PROBLEM TO SOLVE | Please print the records below word for word.

(Stored data entries)
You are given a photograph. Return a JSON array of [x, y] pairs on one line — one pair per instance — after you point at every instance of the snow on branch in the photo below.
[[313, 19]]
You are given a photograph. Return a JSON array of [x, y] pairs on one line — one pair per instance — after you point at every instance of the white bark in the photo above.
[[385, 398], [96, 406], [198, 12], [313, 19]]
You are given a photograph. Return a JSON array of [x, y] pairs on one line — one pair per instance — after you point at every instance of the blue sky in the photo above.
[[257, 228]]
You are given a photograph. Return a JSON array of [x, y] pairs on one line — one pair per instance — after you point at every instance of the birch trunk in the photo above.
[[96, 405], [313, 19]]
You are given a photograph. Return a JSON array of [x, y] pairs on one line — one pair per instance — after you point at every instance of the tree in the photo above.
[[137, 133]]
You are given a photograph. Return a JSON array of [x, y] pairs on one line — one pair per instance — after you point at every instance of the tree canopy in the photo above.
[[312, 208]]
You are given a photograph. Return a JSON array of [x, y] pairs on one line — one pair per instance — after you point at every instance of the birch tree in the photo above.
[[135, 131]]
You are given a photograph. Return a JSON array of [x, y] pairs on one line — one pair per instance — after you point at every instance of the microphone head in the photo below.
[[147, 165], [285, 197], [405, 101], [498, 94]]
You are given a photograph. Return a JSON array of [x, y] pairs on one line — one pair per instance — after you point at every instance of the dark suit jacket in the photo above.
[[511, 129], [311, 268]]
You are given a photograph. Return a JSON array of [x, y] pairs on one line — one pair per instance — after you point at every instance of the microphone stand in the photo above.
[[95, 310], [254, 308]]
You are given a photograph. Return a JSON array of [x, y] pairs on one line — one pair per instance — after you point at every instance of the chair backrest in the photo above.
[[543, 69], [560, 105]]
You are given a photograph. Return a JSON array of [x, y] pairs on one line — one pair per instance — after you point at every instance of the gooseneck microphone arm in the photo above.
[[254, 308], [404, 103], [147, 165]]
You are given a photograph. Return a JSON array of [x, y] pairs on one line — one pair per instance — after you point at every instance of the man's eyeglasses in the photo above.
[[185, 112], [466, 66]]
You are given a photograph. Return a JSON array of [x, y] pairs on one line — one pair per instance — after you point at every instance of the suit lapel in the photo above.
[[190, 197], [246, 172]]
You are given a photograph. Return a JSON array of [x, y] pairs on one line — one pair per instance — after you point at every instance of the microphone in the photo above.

RESPONSE TO THIS EXERCISE |
You are given a photograph. Return a JSON array of [x, y] pairs on one line — one pair per instance — after you point at every instance of the snow on branch in the photo below.
[[313, 19]]
You are given a photograph. Return a JSON array of [x, y] pairs on one line — one pair per instance — after you point at every instance of the white bark in the photo above.
[[385, 398], [96, 406], [198, 12], [313, 19]]
You are given a photograph. Return a JSON array of [x, y] pairs on one line — one pair per instance — after you point at every instance of the blue sky in the photo above.
[[257, 228]]
You are given a photograph. Return a JSON array of [x, y] pairs on one line — one pair per instance — after you point at every instance of the birch trunk in the photo above.
[[96, 405], [313, 19]]
You are given a photograph. Return a JSON array of [x, y] pairs on one line — one pair per instance — after you point at every instance of the tree in the photo above.
[[137, 133]]
You are given a photograph. Return a JSON array of [x, y] pairs on one line — one pair per instance — after you point at every instance of the tree canopy in the photo above.
[[312, 208]]
You are given a photograph. Return a JSON array of [x, y] pairs on one line — one pair per instance — after you point at every instance of the birch tree in the photo above.
[[135, 131]]
You are given a photograph. Return a JSON array of [x, y] pairs on one line — one pair per instance — after you point at every instance of the microphone head in the photo below.
[[147, 165], [285, 197], [405, 101], [498, 94]]
You are given a photograph. Return a JSON array of [x, y] pairs on one line — one pair per instance — after you point at every instance of the dark suit jacket in the photo above.
[[511, 129], [311, 268]]
You are given a photograph. Return a JSON array of [x, y] pairs on one line — one pair per instance — after you point at every instance of the microphone stand in the photo above.
[[95, 310], [254, 308]]
You are given a photograph. Return a JSON array of [x, y] pairs on one line — one pair per instance — after you point at every instance of the chair backrest in the photo above.
[[543, 69], [560, 105]]
You are given a photograph. Return a JSON array of [x, y] pairs on one line — one pair per instance — after you point at every instance of the gooseneck microphone arm in the photo above.
[[254, 308], [404, 103], [147, 165]]
You are given a photograph. Return a JSON array of [x, y] pairs on one line — one pair per instance — after you point at every instance of the man's eyeglasses in the photo above.
[[185, 112], [466, 66]]
You are given a photograph. Return a JSON array of [x, y] pairs on one line — one pair per instance — after you point at every instance of the suit lapel in the photo above.
[[190, 197], [246, 172]]
You are given a photograph. Return a JSON array of [x, y] pairs on one line — one pair per instance — after you point at every instance of the microphone in the photo above.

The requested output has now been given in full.